• _Goal_
Swap "gladiolus" for "lily" in everything from the start of the material down to the line containing "M352 146L347 153L353", keeping all else unchanged. Give back only those lines, and leave the pictures out.

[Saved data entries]
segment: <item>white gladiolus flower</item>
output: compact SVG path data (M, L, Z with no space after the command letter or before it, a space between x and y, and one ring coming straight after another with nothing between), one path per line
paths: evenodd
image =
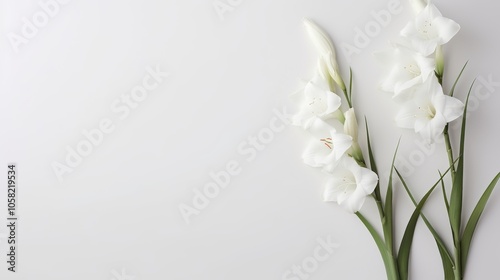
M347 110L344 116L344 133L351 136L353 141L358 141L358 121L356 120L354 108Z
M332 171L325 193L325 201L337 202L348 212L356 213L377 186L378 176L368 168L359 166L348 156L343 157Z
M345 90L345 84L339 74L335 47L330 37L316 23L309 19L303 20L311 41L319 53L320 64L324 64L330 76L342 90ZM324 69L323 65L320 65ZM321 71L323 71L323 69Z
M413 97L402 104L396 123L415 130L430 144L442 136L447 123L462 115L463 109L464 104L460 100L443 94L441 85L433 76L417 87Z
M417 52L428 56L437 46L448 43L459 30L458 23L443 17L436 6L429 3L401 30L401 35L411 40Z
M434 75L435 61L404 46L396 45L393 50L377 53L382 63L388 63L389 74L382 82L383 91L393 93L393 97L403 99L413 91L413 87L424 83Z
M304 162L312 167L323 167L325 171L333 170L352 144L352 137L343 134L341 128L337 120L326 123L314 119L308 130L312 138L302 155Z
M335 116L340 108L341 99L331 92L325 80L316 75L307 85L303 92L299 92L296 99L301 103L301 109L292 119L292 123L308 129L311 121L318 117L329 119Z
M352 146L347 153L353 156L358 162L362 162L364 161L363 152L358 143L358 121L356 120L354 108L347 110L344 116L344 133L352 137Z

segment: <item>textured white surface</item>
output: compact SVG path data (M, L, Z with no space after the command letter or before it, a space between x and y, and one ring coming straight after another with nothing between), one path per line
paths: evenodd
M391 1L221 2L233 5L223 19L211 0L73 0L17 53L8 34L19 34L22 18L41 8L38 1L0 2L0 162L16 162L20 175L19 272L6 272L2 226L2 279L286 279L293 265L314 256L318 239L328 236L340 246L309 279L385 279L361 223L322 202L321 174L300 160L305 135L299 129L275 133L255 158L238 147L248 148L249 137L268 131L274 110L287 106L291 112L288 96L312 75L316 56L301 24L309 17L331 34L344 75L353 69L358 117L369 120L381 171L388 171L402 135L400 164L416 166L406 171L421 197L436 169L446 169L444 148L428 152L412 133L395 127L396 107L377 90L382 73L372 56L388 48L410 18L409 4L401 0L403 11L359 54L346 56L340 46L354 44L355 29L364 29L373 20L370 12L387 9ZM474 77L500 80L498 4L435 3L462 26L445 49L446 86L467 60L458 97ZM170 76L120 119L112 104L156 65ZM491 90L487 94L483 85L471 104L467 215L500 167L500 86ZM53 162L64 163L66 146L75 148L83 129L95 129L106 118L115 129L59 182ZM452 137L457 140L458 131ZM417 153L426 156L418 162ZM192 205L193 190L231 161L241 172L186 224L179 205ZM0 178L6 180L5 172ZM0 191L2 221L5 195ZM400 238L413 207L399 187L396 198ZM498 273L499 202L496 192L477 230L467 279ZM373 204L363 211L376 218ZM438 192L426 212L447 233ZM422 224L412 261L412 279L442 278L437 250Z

• _Exercise answer_
segment: <item>white lily flower</item>
output: compact SVG path data (M, L, Z with no space after the command letter or before it, a space between x and y, and one ring coming straight after another with nothing between), one path per line
paths: evenodd
image =
M347 110L344 116L344 133L351 136L353 141L358 141L358 121L356 120L354 108Z
M332 171L325 193L325 201L337 202L348 212L356 213L377 186L378 176L368 168L359 166L348 156L343 157Z
M345 90L345 84L339 74L335 47L330 37L316 23L309 19L303 20L311 41L319 53L320 64L324 64L330 76L342 90ZM324 69L323 65L320 65ZM321 71L323 71L323 69Z
M413 97L402 104L396 123L415 130L430 144L442 136L447 123L462 115L463 109L464 104L460 100L443 94L441 85L433 76L417 87Z
M417 52L428 56L437 46L448 43L459 30L458 23L443 17L436 6L429 3L401 30L401 35L411 40Z
M434 75L435 61L404 46L396 45L393 50L377 53L382 63L388 63L389 74L382 82L383 91L393 93L393 97L403 99L413 91L413 87L424 83Z
M304 162L312 167L323 167L325 171L333 170L352 144L352 137L343 134L341 128L337 120L326 123L314 119L308 130L312 138L302 155Z
M335 116L340 108L341 99L331 92L325 80L316 75L307 85L303 92L299 92L296 99L301 103L301 109L292 119L292 123L308 129L311 121L318 117L329 119Z
M352 146L347 153L353 156L358 162L362 162L364 161L363 152L358 143L358 121L356 120L354 108L347 110L344 116L344 133L352 137Z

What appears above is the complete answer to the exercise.